# Information supplied:
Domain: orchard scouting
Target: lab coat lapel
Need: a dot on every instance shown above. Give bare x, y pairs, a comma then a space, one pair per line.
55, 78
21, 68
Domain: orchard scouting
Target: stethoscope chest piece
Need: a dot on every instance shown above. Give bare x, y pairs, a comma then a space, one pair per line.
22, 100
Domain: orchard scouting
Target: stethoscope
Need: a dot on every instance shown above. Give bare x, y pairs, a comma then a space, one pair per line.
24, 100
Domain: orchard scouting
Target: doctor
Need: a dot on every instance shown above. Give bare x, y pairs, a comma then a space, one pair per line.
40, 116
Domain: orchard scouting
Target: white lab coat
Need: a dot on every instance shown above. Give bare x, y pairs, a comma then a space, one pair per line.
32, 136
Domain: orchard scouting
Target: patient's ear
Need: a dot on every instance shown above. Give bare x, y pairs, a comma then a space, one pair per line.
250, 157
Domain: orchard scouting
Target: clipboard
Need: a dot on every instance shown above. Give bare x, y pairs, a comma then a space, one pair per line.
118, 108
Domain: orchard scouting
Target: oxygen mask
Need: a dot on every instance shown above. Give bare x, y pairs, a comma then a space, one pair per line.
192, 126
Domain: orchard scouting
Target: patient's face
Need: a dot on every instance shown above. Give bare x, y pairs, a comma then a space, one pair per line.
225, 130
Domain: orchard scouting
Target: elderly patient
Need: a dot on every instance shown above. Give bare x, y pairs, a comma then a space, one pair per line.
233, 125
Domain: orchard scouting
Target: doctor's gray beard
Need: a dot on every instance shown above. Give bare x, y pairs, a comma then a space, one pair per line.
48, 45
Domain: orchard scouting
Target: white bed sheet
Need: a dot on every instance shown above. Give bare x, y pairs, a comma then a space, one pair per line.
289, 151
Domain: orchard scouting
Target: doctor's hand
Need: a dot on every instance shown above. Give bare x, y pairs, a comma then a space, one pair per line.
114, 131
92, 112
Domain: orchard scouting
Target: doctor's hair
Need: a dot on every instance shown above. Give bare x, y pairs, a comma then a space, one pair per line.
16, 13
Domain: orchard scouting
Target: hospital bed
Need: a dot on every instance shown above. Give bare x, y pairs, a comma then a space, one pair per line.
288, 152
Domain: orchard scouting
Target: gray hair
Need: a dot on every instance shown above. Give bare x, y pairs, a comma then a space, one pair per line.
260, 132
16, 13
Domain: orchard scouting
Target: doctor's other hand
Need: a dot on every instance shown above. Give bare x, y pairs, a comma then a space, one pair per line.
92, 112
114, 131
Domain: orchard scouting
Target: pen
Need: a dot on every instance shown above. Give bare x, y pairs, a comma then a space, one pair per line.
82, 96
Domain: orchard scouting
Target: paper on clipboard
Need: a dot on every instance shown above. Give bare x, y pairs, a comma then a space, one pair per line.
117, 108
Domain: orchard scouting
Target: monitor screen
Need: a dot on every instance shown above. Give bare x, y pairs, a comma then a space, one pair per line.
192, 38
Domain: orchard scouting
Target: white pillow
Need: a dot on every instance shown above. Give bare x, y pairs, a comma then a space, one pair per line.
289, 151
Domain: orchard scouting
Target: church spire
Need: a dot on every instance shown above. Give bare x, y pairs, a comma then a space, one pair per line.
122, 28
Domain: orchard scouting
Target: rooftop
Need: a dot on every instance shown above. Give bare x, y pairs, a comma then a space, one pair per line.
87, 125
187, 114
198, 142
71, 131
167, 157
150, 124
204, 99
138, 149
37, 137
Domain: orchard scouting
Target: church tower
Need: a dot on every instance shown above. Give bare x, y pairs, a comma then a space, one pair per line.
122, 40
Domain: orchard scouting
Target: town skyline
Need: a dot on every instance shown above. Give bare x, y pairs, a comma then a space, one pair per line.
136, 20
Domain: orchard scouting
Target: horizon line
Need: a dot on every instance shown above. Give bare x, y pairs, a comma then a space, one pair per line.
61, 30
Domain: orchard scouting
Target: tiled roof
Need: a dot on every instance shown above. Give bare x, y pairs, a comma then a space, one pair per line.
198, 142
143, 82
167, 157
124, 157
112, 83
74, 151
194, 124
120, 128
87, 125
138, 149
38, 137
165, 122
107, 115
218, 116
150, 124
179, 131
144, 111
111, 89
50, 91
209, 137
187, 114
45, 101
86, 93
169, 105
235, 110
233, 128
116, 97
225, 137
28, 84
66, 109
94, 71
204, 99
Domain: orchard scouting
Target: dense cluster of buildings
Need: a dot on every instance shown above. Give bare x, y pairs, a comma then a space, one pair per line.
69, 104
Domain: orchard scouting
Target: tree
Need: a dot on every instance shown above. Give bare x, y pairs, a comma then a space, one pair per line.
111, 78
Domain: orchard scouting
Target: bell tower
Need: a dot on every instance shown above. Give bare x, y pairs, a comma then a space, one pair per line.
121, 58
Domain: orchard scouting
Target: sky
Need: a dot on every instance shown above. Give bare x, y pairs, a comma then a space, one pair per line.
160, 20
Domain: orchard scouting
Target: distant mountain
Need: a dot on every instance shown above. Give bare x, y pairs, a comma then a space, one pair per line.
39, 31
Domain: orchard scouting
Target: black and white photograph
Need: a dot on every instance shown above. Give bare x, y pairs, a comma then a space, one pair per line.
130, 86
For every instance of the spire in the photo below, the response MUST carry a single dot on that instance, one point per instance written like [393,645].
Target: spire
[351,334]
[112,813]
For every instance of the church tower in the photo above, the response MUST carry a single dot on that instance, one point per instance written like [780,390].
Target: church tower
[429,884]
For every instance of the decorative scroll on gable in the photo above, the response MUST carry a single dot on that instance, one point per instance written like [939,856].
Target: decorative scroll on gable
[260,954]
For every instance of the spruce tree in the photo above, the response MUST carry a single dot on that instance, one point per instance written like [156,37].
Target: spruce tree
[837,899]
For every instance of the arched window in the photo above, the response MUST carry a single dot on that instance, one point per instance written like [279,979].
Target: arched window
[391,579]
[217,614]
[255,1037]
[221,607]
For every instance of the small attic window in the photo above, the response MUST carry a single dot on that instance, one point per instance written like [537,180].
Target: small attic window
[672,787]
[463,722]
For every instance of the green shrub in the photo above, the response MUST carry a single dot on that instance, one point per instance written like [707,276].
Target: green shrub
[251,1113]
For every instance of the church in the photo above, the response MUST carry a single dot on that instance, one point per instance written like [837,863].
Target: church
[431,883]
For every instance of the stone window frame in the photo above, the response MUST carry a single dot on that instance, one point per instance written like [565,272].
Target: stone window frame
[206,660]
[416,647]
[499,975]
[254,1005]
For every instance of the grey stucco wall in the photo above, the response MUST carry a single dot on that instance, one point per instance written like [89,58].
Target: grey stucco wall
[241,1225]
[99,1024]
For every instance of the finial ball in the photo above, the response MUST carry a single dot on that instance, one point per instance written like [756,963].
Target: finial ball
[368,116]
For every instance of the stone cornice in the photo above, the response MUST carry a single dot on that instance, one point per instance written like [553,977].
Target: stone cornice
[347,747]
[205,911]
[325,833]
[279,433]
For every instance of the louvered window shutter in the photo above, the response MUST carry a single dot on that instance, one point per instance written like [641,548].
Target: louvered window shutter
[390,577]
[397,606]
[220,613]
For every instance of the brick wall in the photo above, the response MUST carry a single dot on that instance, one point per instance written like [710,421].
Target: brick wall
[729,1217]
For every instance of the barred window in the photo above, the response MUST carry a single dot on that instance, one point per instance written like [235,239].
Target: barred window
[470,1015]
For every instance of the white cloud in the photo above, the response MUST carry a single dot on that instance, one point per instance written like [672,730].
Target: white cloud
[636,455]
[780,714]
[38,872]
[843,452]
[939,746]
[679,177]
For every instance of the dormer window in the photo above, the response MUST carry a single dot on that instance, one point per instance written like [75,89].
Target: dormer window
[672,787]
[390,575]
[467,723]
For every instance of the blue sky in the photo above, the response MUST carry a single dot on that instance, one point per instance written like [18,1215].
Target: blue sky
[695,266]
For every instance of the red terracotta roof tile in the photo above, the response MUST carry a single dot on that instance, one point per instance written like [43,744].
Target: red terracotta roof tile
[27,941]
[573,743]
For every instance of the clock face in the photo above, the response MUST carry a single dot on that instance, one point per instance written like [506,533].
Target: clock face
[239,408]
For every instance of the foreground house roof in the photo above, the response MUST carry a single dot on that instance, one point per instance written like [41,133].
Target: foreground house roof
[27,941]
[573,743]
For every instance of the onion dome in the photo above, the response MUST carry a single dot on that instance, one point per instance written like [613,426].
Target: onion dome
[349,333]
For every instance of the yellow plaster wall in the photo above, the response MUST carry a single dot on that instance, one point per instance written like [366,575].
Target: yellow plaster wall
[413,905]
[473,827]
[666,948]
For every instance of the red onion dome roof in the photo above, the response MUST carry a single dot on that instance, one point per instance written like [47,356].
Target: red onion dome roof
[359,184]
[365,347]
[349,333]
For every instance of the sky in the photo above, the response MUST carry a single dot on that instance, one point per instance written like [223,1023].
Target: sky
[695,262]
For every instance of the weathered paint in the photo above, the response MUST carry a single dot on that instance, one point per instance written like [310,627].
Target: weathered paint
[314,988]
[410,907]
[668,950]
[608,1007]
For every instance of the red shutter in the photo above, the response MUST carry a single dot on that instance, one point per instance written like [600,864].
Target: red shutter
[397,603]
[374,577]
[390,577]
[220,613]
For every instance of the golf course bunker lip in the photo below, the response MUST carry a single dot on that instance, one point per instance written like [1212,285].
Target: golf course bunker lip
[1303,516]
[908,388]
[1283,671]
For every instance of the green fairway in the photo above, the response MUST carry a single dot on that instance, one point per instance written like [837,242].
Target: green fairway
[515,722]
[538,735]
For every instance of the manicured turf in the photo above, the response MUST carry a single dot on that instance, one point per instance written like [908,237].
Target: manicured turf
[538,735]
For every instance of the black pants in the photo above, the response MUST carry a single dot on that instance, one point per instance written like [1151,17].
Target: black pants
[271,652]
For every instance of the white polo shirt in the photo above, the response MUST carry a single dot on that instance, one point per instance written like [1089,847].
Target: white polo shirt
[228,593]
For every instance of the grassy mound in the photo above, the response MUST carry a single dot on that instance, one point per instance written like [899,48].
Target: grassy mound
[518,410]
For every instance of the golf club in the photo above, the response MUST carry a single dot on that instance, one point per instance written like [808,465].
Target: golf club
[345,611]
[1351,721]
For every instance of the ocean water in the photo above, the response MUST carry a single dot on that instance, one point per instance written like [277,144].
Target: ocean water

# Aim of the task:
Check each line of the entries above for the string "hair", and return those that contain it.

# Exercise result:
Target: doctor's hair
Target: gray hair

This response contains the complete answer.